### TAREA 1
Responde a partir del texto sobre Leto:
(a) ¿Qué lugar ocupa Leto en la filmografía de su director?
(b) ¿A qué dos figuras históricas recurre el director?
(c) ¿De qué ciudad y de qué época es la atmósfera que se recrea?
### TAREA 2
Reproduce del texto sobre Leto el fragmento que va de «Con Leto, novena» a «multiplicidad de posibilidades.», ambos incluidos.
### TAREA 3
Indica si cada afirmación concuerda con el texto sobre Leto:
(a) Kirill Serebrennikov es un director ruso.
(b) La película se centra en realzar las vidas de los músicos desde el homenaje llorado.
(c) El Leningrado que se recrea es el de finales de los años 80.

### TEXTO SELECCIONADO
○ ○ ○ ○ ○ ○ ○
Con Leto, novena película en la filmografía del director ruso, Kirill Serebrennikov recurre a dos figuras históricas de los inicios del rock soviético, Viktor Tsoï y Mike Naumenko, para construir a partir de ellos una narración que, lejos de centrar sus esfuerzos en realzar las vidas de los músicos desde el homenaje llorado, se dedica a recrear en la estricta ficción y a partir del punto de vista marcado por la nostalgia que se deriva del tópico «todo pasado siempre fue mejor», la atmósfera de un Leningrado clandestino y contracultural de inicios de los años 80 definido precisamente por estar en ese trance que va de la ruptura del corsé cultural hegemónico hacia el asomarse al abismo de la multiplicidad de posibilidades.
○ ○ ○ ○ ○ ○ ○
### ENTRADAS EXTRAÍDAS
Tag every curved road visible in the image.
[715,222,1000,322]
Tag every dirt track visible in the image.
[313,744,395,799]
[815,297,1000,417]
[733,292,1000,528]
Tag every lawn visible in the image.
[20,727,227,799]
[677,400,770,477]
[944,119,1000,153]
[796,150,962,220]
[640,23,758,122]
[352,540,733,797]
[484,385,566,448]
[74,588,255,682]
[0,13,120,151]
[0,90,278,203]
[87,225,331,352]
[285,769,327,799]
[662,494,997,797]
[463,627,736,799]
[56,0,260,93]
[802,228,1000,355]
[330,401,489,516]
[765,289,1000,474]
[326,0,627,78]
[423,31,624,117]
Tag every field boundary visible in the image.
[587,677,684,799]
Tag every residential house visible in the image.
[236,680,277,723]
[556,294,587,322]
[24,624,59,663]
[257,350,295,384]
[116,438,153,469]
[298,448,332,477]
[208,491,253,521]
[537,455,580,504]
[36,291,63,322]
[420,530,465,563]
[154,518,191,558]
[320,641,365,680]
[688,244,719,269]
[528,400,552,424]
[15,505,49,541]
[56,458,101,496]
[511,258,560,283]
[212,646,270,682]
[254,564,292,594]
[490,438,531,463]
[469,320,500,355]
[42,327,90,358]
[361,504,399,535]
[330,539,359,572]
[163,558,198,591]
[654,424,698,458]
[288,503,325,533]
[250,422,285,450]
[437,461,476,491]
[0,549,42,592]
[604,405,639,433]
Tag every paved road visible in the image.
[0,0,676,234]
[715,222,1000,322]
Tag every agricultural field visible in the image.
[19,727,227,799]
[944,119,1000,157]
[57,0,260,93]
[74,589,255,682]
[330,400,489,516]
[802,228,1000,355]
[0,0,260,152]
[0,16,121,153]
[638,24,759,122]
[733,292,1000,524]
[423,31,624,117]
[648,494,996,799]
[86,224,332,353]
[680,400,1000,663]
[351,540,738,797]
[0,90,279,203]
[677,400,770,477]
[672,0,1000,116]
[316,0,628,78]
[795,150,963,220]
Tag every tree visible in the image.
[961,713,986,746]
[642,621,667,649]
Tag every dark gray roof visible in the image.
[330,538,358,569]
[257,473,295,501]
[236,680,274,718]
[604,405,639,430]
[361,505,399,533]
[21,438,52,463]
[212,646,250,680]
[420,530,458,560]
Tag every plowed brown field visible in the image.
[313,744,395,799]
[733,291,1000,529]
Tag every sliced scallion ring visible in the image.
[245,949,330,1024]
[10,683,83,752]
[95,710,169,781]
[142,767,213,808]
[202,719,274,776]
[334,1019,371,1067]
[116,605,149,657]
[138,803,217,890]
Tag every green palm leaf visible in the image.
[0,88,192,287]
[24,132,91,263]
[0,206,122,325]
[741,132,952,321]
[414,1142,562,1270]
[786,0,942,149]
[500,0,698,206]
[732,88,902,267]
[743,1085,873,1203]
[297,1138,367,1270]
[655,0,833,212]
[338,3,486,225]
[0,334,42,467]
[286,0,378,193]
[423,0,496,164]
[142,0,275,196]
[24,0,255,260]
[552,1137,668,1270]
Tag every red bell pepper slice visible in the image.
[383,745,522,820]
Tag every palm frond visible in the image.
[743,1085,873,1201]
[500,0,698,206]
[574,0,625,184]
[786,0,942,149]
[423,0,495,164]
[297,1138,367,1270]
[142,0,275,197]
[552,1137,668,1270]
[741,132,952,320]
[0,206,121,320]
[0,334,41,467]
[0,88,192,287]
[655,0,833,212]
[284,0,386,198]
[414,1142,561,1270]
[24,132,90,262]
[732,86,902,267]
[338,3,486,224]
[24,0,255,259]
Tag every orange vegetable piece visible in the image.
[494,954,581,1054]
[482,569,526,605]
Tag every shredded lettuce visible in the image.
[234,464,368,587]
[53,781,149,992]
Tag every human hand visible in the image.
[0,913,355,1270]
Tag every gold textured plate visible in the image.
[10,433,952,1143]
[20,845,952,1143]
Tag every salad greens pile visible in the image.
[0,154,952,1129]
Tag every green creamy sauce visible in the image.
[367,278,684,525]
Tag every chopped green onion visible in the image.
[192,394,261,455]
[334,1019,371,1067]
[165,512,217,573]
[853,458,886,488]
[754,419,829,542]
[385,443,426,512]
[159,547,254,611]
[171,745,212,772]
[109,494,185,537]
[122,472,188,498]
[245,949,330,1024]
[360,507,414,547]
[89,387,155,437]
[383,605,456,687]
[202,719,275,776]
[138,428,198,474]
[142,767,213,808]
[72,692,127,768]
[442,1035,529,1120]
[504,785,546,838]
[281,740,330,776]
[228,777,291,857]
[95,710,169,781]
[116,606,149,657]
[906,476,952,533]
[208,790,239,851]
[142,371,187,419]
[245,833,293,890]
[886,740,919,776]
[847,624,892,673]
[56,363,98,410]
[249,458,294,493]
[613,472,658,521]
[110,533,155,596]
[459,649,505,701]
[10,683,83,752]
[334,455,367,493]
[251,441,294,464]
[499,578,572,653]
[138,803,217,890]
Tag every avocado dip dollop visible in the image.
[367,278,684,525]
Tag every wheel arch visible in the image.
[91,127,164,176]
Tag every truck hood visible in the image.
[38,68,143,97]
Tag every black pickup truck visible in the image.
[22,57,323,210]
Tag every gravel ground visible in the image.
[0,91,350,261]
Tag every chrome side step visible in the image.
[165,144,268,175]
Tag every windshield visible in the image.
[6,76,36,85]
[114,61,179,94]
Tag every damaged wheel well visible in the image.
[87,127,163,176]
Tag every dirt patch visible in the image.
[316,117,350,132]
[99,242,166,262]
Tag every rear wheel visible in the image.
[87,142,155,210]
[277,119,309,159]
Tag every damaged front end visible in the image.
○ ○ ○ ○ ○ ○ ○
### RESPUESTA 1
(a) Es la novena película.
(b) A Viktor Tsoï y Mike Naumenko.
(c) De Leningrado, a inicios de los años 80.

### RESPUESTA 2
Con Leto, novena película en la filmografía del director ruso, Kirill Serebrennikov recurre a dos figuras históricas de los inicios del rock soviético, Viktor Tsoï y Mike Naumenko, para construir a partir de ellos una narración que, lejos de centrar sus esfuerzos en realzar las vidas de los músicos desde el homenaje llorado, se dedica a recrear en la estricta ficción y a partir del punto de vista marcado por la nostalgia que se deriva del tópico «todo pasado siempre fue mejor», la atmósfera de un Leningrado clandestino y contracultural de inicios de los años 80 definido precisamente por estar en ese trance que va de la ruptura del corsé cultural hegemónico hacia el asomarse al abismo de la multiplicidad de posibilidades.

### RESPUESTA 3
(a) Sí: «del director ruso, Kirill Serebrennikov».
(b) No: «lejos de centrar sus esfuerzos en realzar las vidas de los músicos desde el homenaje llorado».
(c) No: «de inicios de los años 80».